BEGIN Extract

Hold the Thread

If my past self walked in and watched me work now, he’d think I’d lost my mind.

On a normal afternoon I’ve got three or four conversations with AI running at once, each one chewing on a different problem. While they work, I’m answering email, checking back with people I owe an answer, reviewing something else entirely. Then a result comes back on the first window, so I dig into that, set it running again, and swing over to the third. By the end of the day I’ve moved a ridiculous amount of work forward, and at no point did I sit still and do one thing.

The old me would have called that scattered — undisciplined, context-switching myself into a fog. Because my whole picture of focus used to be singular: one task, everything else closed, head down until it was done. If I had a real problem to think through, I had to clear the desk to think at all. Anything that looked like today would have read as chaos to me — and honestly, back then it probably would have been chaos, because I didn’t yet know how to be anything but scattered.

Here’s what actually changed, and it isn’t the switching. I still bounce between things all day. What changed is that I can now hold the problem statement of every open thread at once. I know exactly what each window is trying to solve. I can set one running, work another, and pick the first back up without losing my place, because the place never left my head. That’s the whole difference between pipelining and flailing — not whether you’re jumping around, but whether you still know what each thing is for when you come back to it.

Same behavior. Opposite states. The line between them was never visible from the outside, and I couldn’t see it from the inside either, until I’d lived on both sides of it.

END Extract
BEGIN Task input

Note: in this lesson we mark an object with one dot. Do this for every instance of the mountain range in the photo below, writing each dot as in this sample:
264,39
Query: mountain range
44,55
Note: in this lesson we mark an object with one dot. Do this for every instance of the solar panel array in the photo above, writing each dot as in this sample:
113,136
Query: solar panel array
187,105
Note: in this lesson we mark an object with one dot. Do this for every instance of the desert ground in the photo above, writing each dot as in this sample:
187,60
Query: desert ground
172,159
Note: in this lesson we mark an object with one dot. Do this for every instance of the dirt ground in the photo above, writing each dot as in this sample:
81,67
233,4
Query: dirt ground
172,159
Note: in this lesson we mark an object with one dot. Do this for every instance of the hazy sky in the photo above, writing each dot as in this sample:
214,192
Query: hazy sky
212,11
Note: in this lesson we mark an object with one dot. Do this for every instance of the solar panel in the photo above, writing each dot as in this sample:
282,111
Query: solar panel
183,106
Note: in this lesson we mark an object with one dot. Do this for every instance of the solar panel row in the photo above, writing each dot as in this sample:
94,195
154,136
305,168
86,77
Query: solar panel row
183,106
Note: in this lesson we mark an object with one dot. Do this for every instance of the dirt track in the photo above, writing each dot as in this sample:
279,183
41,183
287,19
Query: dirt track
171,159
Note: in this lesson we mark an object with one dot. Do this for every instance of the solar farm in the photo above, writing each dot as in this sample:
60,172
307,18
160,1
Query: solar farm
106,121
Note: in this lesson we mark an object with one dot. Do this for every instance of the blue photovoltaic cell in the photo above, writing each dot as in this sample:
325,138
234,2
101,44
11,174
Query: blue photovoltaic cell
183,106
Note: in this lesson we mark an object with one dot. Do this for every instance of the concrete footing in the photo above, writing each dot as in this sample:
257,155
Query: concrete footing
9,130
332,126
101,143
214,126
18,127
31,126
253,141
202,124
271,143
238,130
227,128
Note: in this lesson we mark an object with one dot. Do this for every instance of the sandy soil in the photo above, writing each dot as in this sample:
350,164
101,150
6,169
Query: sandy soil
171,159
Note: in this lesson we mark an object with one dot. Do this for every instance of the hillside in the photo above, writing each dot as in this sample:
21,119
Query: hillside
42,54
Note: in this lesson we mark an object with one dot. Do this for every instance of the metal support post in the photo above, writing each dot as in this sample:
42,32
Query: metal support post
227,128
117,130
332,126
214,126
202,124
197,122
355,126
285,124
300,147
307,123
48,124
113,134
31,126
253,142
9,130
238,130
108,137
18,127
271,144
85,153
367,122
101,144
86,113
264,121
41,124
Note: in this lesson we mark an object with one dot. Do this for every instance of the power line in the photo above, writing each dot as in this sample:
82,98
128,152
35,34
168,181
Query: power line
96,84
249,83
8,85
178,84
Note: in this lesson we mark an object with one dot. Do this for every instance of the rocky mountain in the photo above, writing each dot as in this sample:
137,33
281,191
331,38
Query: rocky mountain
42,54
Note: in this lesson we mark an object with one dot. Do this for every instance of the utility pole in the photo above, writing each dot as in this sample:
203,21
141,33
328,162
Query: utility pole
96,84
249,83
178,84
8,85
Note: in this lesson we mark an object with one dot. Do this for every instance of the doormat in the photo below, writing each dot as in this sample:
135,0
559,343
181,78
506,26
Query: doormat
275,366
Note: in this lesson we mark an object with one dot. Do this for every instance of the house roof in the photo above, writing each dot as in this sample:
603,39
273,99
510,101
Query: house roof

END Task input

* Things to do:
**1.** In the records, from the line containing "of the house" through the end of the records, inclusive, switch "house roof" to "building roof" and give those lines again with nothing else changed.
**2.** Proceed with the essay on focus and parallel work, continuing it from its final sentence.

* The results:
**1.**
Note: in this lesson we mark an object with one dot. Do this for every instance of the building roof in the photo above, writing each dot as in this sample:
603,39
273,99
510,101
Query: building roof

**2.**
I want to be honest about the trap in this, though, because it’s a real one. “Productive fragmentation” is also exactly what avoidance looks like. Staying busy across six windows is a fantastic way to feel like you’re working while you dodge the one hard thing. So how do I know I’m not just fooling myself with a nicer word for scattered? One test: things are actually finishing. The board is clearing. Tasks are getting closed, not only juggled. If the pudding’s got no proof in it, I’m not pipelining — I’m hiding.

And there’s a harder honesty under that. This way of working isn’t an upgrade you can hand to anyone. It only works if you already know what you’re doing. If you’re organized underneath, the tool lets you run four threads instead of one. If you’re lost underneath, it just lets you be lost in four places at once.

So I’ve stopped believing “focused” and “scattered” describe how a desk looks. They describe whether the person sitting at it knows what they’re trying to do. Some people genuinely need one thing at a time to keep that clear, and there’s not one ounce of shame in it — that was me for most of my life. The only thing that changed is that I finally learned to hold more than one thread without dropping any of them.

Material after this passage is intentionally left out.